## Extract provided
----------

Objection: This is what I would sometimes do. The problem here is that even if you are made of steel, at some point in time someone will say something that draws you into a conversation for some reason or another. Specifically to me, I get a lot of shit for short-stacking. I go busto many times over the course of the day but my detractors don't really understand that this is normal and doesn't particularly bother me. Naturally, the dumber the comment, the more likely I am to say something, if nothing more than to make them feel stupid. That might be okay if it just ended there but I have this personality defect that compels me to always seek the last word. I suspect than many of you have this same defect. If the conversation goes on long enough, pretty soon the cards will speak and one of you will do something to look stupid and will now feel the need to justify the play or call, furthering you down the spiral of tilt.

Reason: I find it entertaining.

Objection: This goes straight back to the last point. Eventually it will bring out the brat in all of us and we will feel compelled to needle someone. Often times, someone else will jump to the defense of the needled one and now you are battling your ego against two or more foes, which further distracts you from what you are here to do: make money.

My friend Travis leaves it on for this very reason and I am urging him to turn it off because nothing good ever comes from it and just the fact that he won't do it, tilts me! Even though in the outside world, he is far more level-headed than myself, there comes a time every so often where he tells me what some idiot said to needle him and how it managed to bother him for ahwile, sometimes well into the next day. If this ever happens to you, you have been manipulated!!

Players will often try and tilt you by saying something completely assinine. The will claim up and down about how awful and lucky you are because you hit some 12 out draw where you had more than enough odds to play it out. Often times, these players are perfectly aware that you did nothing wrong, but if they can manage to make you believe that they believe this nonsense, it is liable to piss you off anyway, and if they do piss you off, they have won.

Reason: I want to chat with my friends.

Objection: These whiny, miserable little shits are NOT your friends. You are trying to take each other's money and they can turn on you faster than a $500 a night hooker as soon as you crack their aces with A5s.

----------

## Work instructions
1. Please return everything from "Players will often" down to "aces with A5s." in the poker chat piece.
2. In the poker chat piece, what does the writer say draws a lot of criticism from detractors?

## Dataset content
----------

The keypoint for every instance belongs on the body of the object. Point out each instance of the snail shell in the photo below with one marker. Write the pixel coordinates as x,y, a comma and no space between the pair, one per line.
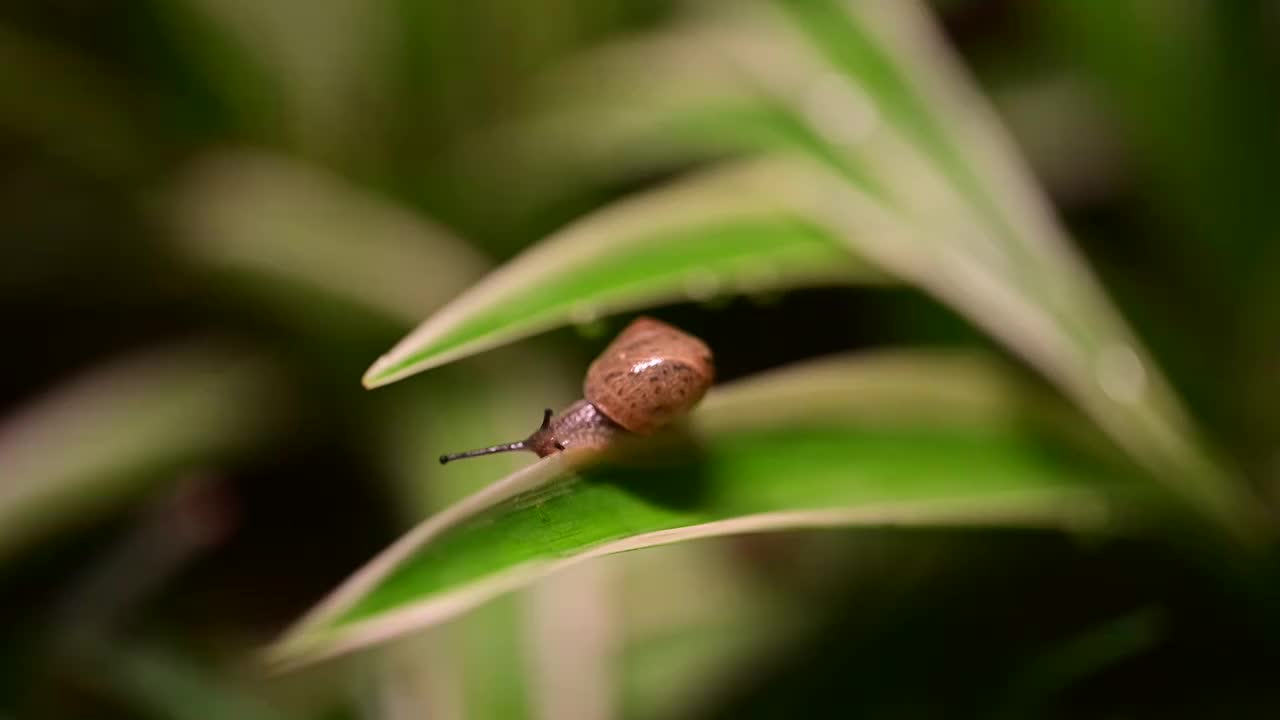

----------

## Outputs by task
1.
Players will often try and tilt you by saying something completely assinine. The will claim up and down about how awful and lucky you are because you hit some 12 out draw where you had more than enough odds to play it out. Often times, these players are perfectly aware that you did nothing wrong, but if they can manage to make you believe that they believe this nonsense, it is liable to piss you off anyway, and if they do piss you off, they have won.

Reason: I want to chat with my friends.

Objection: These whiny, miserable little shits are NOT your friends. You are trying to take each other's money and they can turn on you faster than a $500 a night hooker as soon as you crack their aces with A5s.

2. Short-stacking.